#### [Available data]
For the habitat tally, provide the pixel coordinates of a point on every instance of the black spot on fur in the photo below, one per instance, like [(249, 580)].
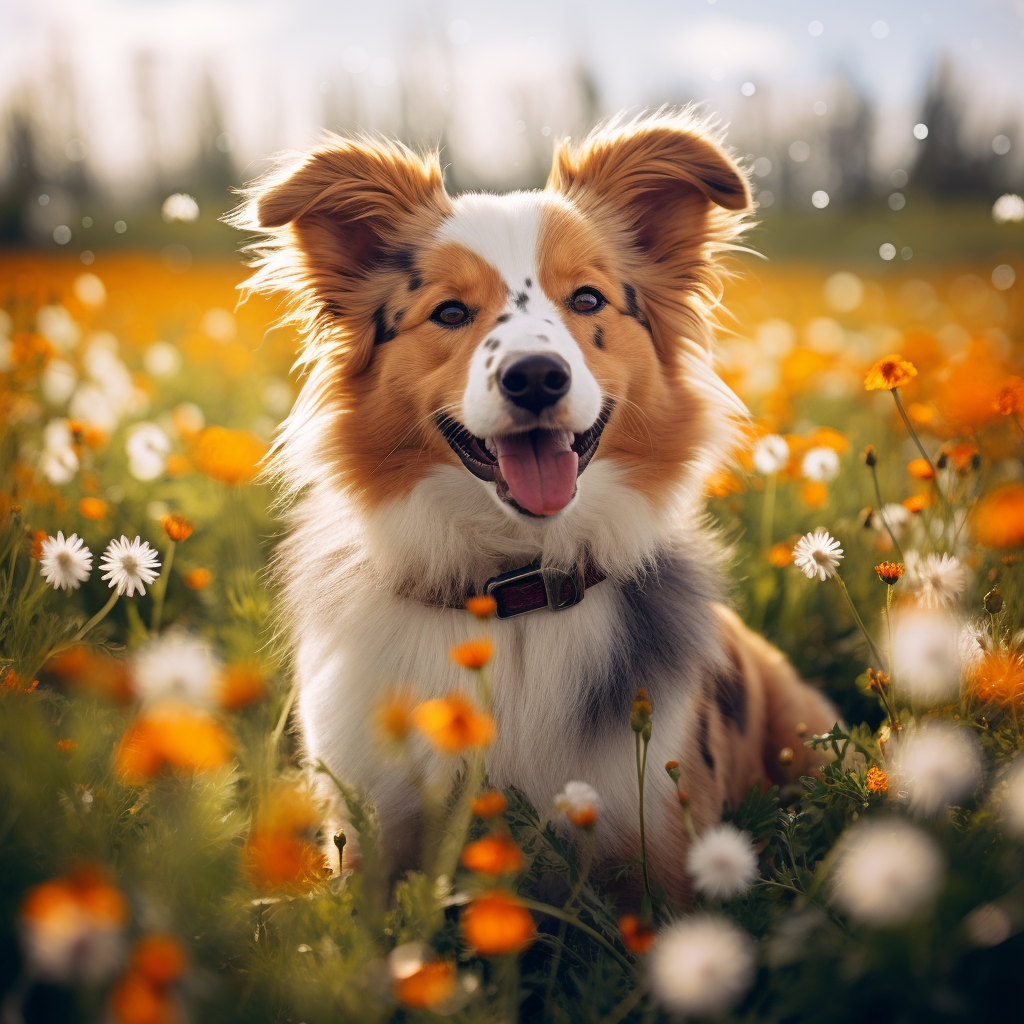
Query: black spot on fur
[(730, 695), (706, 754), (659, 639), (633, 307), (382, 332)]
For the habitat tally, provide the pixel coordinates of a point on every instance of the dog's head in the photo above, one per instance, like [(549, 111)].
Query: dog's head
[(516, 337)]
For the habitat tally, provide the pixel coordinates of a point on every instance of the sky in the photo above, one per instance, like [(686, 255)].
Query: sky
[(499, 71)]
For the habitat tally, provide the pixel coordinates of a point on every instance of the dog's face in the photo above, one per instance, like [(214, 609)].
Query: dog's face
[(518, 337)]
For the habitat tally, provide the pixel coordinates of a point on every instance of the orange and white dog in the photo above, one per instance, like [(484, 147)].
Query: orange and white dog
[(516, 393)]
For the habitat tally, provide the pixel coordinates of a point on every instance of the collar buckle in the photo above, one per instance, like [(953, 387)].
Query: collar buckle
[(534, 587)]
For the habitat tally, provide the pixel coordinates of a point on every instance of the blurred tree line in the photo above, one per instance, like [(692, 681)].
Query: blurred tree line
[(47, 178)]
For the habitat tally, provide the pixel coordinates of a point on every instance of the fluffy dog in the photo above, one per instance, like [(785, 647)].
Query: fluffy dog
[(519, 389)]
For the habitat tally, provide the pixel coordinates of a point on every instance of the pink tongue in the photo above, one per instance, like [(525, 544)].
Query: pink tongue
[(540, 469)]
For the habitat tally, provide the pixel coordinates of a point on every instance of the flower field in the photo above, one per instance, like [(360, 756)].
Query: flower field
[(162, 848)]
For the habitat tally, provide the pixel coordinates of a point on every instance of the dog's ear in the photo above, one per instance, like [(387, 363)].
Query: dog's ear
[(334, 218), (670, 192)]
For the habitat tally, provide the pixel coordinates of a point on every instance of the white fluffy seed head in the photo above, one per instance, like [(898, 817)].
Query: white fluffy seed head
[(935, 766), (701, 966), (886, 870), (723, 861)]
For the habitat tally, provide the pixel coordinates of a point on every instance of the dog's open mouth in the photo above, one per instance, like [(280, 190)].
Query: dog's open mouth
[(536, 470)]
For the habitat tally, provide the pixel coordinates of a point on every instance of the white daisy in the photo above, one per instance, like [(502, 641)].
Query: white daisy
[(176, 665), (886, 870), (940, 580), (820, 464), (580, 803), (65, 564), (771, 454), (130, 565), (723, 862), (701, 966), (936, 766), (817, 554)]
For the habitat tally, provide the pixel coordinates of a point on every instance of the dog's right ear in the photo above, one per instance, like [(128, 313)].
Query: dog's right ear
[(333, 218)]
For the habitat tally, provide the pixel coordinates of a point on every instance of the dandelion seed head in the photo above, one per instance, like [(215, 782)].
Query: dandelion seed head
[(885, 871), (65, 564), (817, 554), (701, 966), (723, 862)]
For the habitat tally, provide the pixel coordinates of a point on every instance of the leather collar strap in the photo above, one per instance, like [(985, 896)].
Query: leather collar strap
[(532, 588)]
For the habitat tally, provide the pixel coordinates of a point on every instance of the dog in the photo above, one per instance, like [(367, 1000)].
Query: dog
[(515, 393)]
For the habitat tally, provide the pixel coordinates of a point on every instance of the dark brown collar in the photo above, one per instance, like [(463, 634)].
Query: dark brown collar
[(531, 588)]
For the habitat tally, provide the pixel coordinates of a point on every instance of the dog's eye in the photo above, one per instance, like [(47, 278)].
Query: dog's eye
[(451, 314), (587, 300)]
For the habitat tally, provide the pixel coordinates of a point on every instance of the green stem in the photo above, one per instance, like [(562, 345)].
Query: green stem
[(160, 590), (553, 911), (768, 511), (883, 516), (916, 440), (860, 623), (641, 768)]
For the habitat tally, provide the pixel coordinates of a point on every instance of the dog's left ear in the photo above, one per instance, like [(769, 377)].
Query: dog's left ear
[(667, 183)]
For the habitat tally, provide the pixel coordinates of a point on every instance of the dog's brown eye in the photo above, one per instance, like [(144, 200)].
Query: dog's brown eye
[(587, 300), (451, 314)]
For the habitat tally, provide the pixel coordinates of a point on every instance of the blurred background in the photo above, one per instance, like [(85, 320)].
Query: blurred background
[(864, 125)]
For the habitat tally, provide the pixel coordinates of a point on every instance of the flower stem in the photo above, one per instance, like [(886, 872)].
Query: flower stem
[(554, 911), (97, 617), (160, 590), (883, 516), (860, 623), (641, 771), (916, 440), (768, 511)]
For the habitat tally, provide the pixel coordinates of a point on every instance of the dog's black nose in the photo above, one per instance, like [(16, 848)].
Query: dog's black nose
[(535, 382)]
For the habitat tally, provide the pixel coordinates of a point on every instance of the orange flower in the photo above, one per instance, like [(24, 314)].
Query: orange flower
[(177, 527), (472, 653), (889, 373), (174, 736), (92, 508), (483, 605), (281, 854), (136, 1000), (1011, 397), (916, 503), (241, 684), (198, 579), (431, 985), (637, 937), (889, 572), (92, 672), (229, 456), (493, 855), (159, 958), (394, 716), (814, 494), (489, 803), (998, 518), (454, 723), (497, 923), (998, 680), (37, 544)]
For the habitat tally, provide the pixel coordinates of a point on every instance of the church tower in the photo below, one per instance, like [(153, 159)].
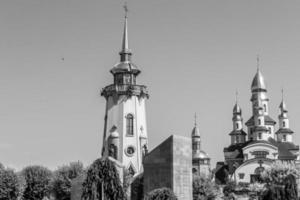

#### [Work order]
Reproduce the lines of the entries above from the one with "Query: pink tongue" to the one with "like [(898, 817)].", both included, exactly and without any other line.

#### [Response to the exercise]
Query: pink tongue
[(540, 469)]
For the habitat tally, provide the pixel coordinates of a point on every instance of the flower field in the photo above, one per instance, like [(360, 756)].
Query: flower field
[(162, 848)]
For the habitat tally, provide the pixel coordinates of a point on every instance of the dog's ear in the photo above, one per instance, like [(387, 363)].
Query: dog's ear
[(334, 218), (670, 192)]
For the habitat tally, provide the pixel coordinates of a point on every instance of the white fluffy seed head in the photo above, one per instance, like [(898, 817)].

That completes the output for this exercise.